>> start LISTED ENTRIES
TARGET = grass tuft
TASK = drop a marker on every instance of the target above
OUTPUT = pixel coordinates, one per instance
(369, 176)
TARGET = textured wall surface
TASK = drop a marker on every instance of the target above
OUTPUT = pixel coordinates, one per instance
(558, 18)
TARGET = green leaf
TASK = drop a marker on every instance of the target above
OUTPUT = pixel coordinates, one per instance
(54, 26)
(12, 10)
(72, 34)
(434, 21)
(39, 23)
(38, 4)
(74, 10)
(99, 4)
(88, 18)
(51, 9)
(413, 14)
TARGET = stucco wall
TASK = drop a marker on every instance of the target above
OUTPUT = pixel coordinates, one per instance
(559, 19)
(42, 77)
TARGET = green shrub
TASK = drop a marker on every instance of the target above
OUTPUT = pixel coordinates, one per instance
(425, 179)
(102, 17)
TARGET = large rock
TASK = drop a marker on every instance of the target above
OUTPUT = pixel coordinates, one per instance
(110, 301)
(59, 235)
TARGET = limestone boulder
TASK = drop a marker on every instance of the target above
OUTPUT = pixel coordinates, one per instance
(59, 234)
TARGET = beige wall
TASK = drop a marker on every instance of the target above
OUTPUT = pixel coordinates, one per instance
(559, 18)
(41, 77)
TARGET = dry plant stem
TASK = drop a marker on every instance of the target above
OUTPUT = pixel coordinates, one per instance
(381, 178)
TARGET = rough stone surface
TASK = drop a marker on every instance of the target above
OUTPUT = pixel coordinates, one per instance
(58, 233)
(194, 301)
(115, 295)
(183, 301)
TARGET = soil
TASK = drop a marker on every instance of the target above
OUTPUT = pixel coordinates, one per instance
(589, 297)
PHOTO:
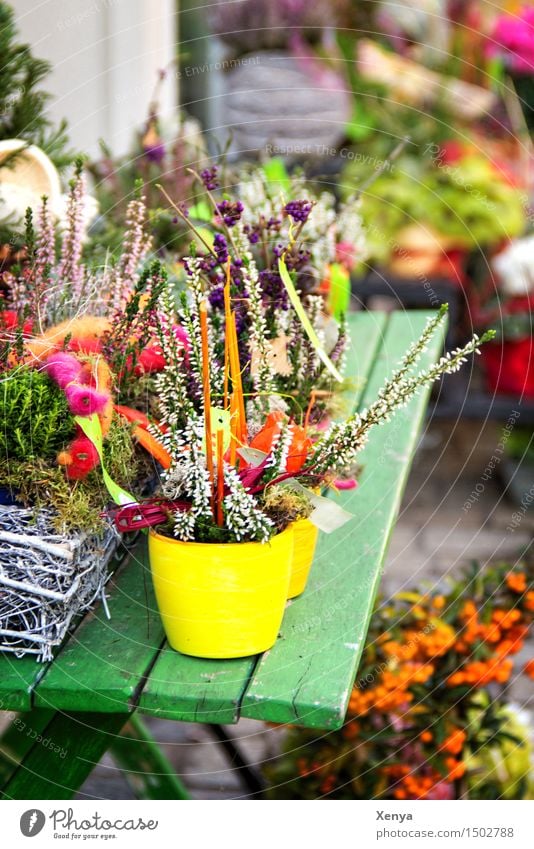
>> end LISTED ENTRIES
### GOAL
Put every line of the entries above into a Markdown table with two columns, "No." for the row number and "Text" for the line itself. Skip blank lines and leave the picture out.

### EXERCISE RESULT
| No. | Text |
|---|---|
| 1 | TARGET = grass tuft |
| 2 | TASK = drop a marker on every instance of the target above |
| 3 | OUTPUT = pixel coordinates, one per instance |
| 4 | (369, 176) |
| 5 | TARGET = textured wall surface |
| 6 | TASK = drop a marker on every instance of the target above |
| 7 | OUTPUT = pixel coordinates, one per instance |
| 8 | (558, 18) |
| 9 | TARGET = green leaf |
| 10 | TASK = drop a marker on every instance of the target above |
| 11 | OUTPUT = pixel coordinates, one per instance |
| 12 | (54, 26) |
| 13 | (12, 10) |
| 14 | (72, 34) |
| 15 | (434, 21) |
| 16 | (39, 23) |
| 17 | (38, 4) |
| 18 | (74, 10) |
| 19 | (99, 4) |
| 20 | (88, 18) |
| 21 | (51, 9) |
| 22 | (413, 14) |
| 23 | TARGET = stucco wall |
| 24 | TASK = drop a marker on every instance of the target above |
| 25 | OUTPUT = pixel coordinates, one per instance |
| 26 | (559, 19) |
| 27 | (42, 77) |
| 28 | TARGET = green shrub |
| 29 | TASK = drop a marker on every instance of the target above |
| 30 | OUTPUT = pixel coordinates, one per instance |
| 31 | (425, 179) |
| 32 | (102, 17) |
| 33 | TARGET = large rock |
| 34 | TASK = drop a marker on every instance of the target above |
| 35 | OUTPUT = pixel coordinates, one per instance |
| 36 | (110, 301) |
| 37 | (59, 235) |
| 38 | TARGET = limestone boulder |
| 39 | TASK = drop a marker on every instance of the target above |
| 40 | OUTPUT = pixel coordinates, one per instance |
| 41 | (59, 234) |
| 42 | TARGET = beige wall |
| 43 | TASK = drop a marker on every instance of the target above |
| 44 | OUTPUT = pixel coordinates, one per instance |
| 45 | (559, 18) |
| 46 | (41, 77) |
| 47 | TARGET = dry plant stem |
| 48 | TASK = drop a marker on every instance of the target above |
| 49 | OUTPUT = pixel coordinates, one per instance |
| 50 | (381, 178) |
| 51 | TARGET = rough stone surface |
| 52 | TASK = drop a marker on every instance of the target above |
| 53 | OUTPUT = pixel coordinates, one per instance |
| 54 | (58, 233) |
| 55 | (194, 301) |
| 56 | (115, 295) |
| 57 | (183, 301) |
| 58 | TARGET = soil |
| 59 | TASK = drop a marker on every instance of the target above |
| 60 | OUTPUT = pixel coordinates, one per instance |
| 61 | (589, 297) |
| 62 | PHOTO: |